**READING PASSAGE**
***

Edinburgh have had a good season nevertheless, a much better one than many expected. All the same the league record would seem to favour Glasgow. They have won 15 and lost five of Pro 14 matches; Edinburgh have won ten and lost ten. There’s another difference which may account for what looks like Edinburgh’s last weeks of the season slump. Richard 
Cockerill has been much more consistent in team selection than Dave Rennie. No doubt he has felt this necessary, and indeed one has thought that this consistency
has contributed to Edinburgh’s improvement and especially to their fine cup run. However, it may be telling at the tail-end of the season: one has the impression that man for man the Edinburgh team today will have played a good many more hours of club rugby than the Glasgow one.

Nevertheless, if you hold by the adage that forwards win matches, backs determine the margin of victory, then you may well make Edinburgh favourites this evening. They have at least five members of what has been Gregor Townsend’s first-choice Scotland scrum with the brilliant Fijian Bill Mata also there at No 8.

It is indeed on account of their superiority up-front that Edinburgh have had the mastery of Glasgow for a couple of years now. On the face of it, there’s no evident reason why things should be different today. That said, both teams have defences that are not exactly water-tight.

News of both clubs’ house-clearing means that there is already an end-of-season feel to the match, even though the Pro14 title won’t be decided for another month. Seven are leaving Edinburgh. The most notable departure is of course Ross Ford’s. He has played almost 200 times for the club and of course more than a hundred for Scotland. It’s an astonishing record, and though, like most players, he has never been without his critics, nobody plays so much top-level rugby without being extraordinarily good.

***

**GIVEN INFORMATION**
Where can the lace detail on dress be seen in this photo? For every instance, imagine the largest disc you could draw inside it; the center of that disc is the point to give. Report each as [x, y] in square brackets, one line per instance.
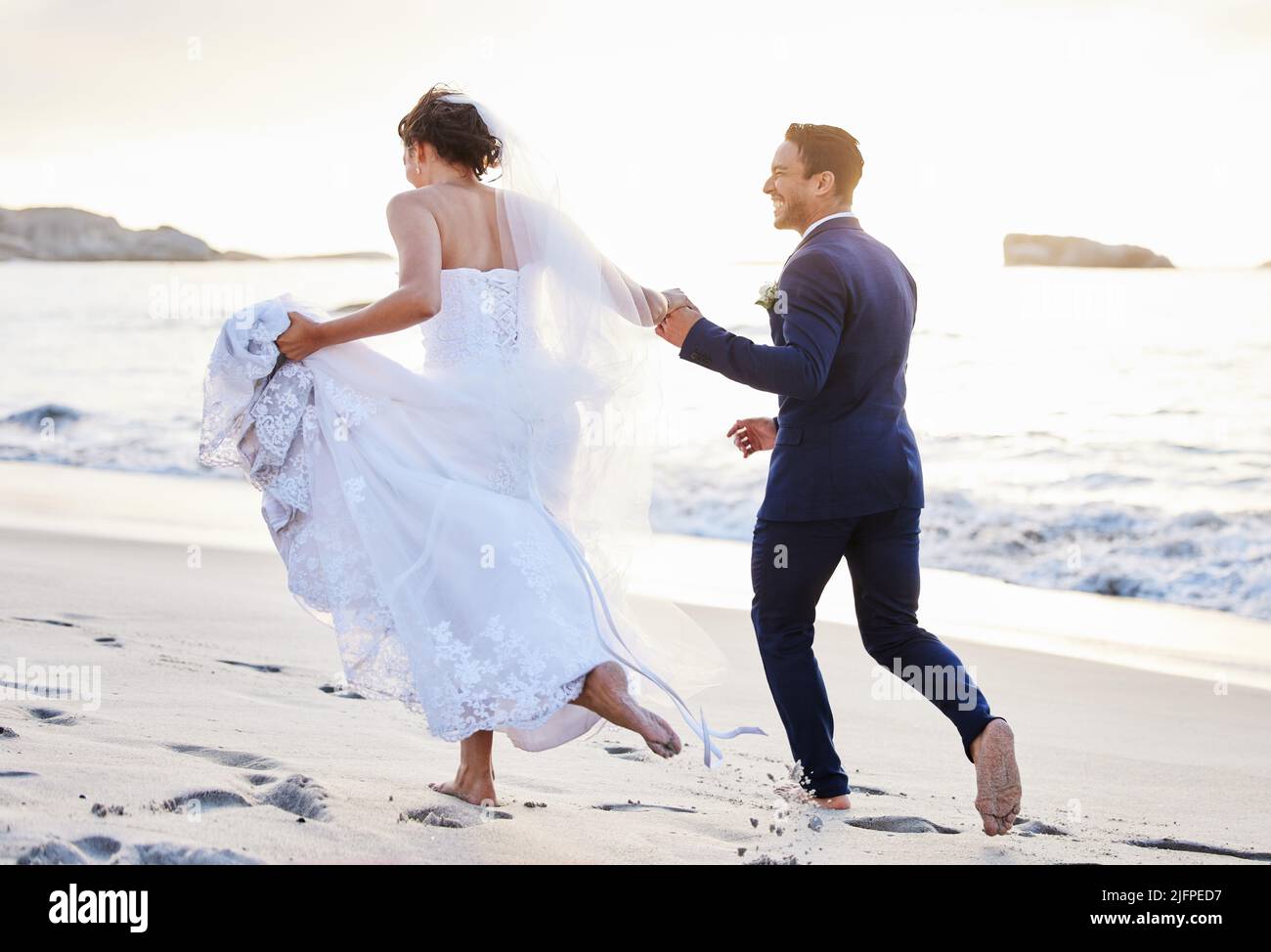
[478, 322]
[380, 540]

***

**TASK DIRECTIONS**
Answer these questions from the rugby passage.
1. How many Pro 14 matches have Glasgow won and lost?
2. Who plays at No 8 for Edinburgh?
3. How many players are leaving Edinburgh?

**EXERCISE OUTPUT**
1. Glasgow have won 15 and lost five.
2. The Fijian Bill Mata plays at No 8.
3. Seven players are leaving Edinburgh.